● **Material provided**

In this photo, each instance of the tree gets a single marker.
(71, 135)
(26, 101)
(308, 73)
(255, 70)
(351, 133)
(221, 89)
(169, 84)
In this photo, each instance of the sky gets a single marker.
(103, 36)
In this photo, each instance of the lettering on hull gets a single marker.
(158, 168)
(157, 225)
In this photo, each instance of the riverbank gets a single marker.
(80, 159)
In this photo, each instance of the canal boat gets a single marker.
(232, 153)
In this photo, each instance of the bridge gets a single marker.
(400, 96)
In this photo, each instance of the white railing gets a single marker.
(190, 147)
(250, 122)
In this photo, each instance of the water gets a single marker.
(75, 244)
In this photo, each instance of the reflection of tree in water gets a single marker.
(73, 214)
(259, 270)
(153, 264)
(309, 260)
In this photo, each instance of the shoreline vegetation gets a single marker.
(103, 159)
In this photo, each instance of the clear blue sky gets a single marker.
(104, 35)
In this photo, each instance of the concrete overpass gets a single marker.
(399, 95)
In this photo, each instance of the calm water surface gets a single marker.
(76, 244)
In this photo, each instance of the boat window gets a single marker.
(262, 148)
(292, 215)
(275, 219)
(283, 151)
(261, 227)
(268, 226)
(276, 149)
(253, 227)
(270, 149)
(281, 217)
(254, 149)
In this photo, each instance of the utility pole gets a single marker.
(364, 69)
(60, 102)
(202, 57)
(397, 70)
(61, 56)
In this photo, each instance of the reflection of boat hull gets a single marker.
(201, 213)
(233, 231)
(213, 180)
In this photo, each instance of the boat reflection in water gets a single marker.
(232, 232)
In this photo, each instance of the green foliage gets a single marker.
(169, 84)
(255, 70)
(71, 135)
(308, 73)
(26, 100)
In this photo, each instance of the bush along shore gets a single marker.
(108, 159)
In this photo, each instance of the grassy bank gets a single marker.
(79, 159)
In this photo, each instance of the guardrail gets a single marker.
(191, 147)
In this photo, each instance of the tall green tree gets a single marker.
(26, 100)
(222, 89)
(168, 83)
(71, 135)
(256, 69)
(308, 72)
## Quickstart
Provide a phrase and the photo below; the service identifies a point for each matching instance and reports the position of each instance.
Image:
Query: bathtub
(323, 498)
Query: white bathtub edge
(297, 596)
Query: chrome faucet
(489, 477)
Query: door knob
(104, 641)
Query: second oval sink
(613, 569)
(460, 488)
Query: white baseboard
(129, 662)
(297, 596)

● **Exercise goal**
Repeat only the stretch of lines that begins at the line containing "In this photo, each instance of the boat reflection" and ends at the last line above, both included.

● **Written response**
In this photo, each instance of the boat reflection in water gets a single marker.
(232, 232)
In this photo, each instance of the green foliage gets a single marker.
(169, 84)
(255, 70)
(71, 135)
(308, 73)
(26, 100)
In this photo, each instance of the bush along shore gets a single marker.
(108, 159)
In this photo, each instance of the grassy bank gets a single marker.
(79, 159)
In this photo, each instance of the guardrail gets a single marker.
(191, 147)
In this photo, each instance of the tall green tree gets a single marker.
(26, 100)
(222, 89)
(168, 83)
(71, 135)
(256, 69)
(308, 72)
## Quickstart
Provide a phrase and the photo below; the service identifies a point for each matching instance and reports the position of each instance.
Image:
Query: bathtub
(323, 498)
Query: white bathtub edge
(297, 596)
Query: chrome faucet
(489, 477)
Query: door knob
(104, 641)
Query: second oval sink
(613, 569)
(460, 488)
Query: white baseboard
(129, 662)
(297, 596)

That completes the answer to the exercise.